• _WHAT YOU WILL DO_: Would you return the entries below word for word?

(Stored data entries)
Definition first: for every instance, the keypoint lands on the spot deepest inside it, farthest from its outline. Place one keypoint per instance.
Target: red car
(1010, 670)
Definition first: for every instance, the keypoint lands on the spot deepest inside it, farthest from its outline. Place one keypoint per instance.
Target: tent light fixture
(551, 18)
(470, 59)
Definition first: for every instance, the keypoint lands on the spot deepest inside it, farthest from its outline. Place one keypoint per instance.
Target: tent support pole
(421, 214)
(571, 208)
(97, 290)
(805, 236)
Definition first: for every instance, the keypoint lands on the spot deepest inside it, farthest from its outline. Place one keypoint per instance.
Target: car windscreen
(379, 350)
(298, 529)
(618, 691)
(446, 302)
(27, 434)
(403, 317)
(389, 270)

• _COMPLETED TASK_:
Definition first: for every instance, the keypoint lands on the spot deepest inside it, farthest from its outline. Place one keypoint per instance.
Target: red car
(1010, 670)
Definition first: for every instance, the keypoint lands on the spot deepest inside it, farthest from its outline. Place one keypoint per instance.
Target: tent light fixture
(551, 18)
(470, 59)
Definition first: for every instance, the keypoint lands on the spot deepest inside it, farthest from its outline. Place one keypoint per instance.
Target: tent support pole
(421, 214)
(571, 208)
(97, 290)
(805, 236)
Definition first: for every instance, the keypoint lands on the spot deepest inside it, farthest from its outline. Place one keypoint per instance.
Target: car windscreen
(379, 350)
(298, 529)
(618, 691)
(446, 302)
(27, 434)
(403, 317)
(389, 270)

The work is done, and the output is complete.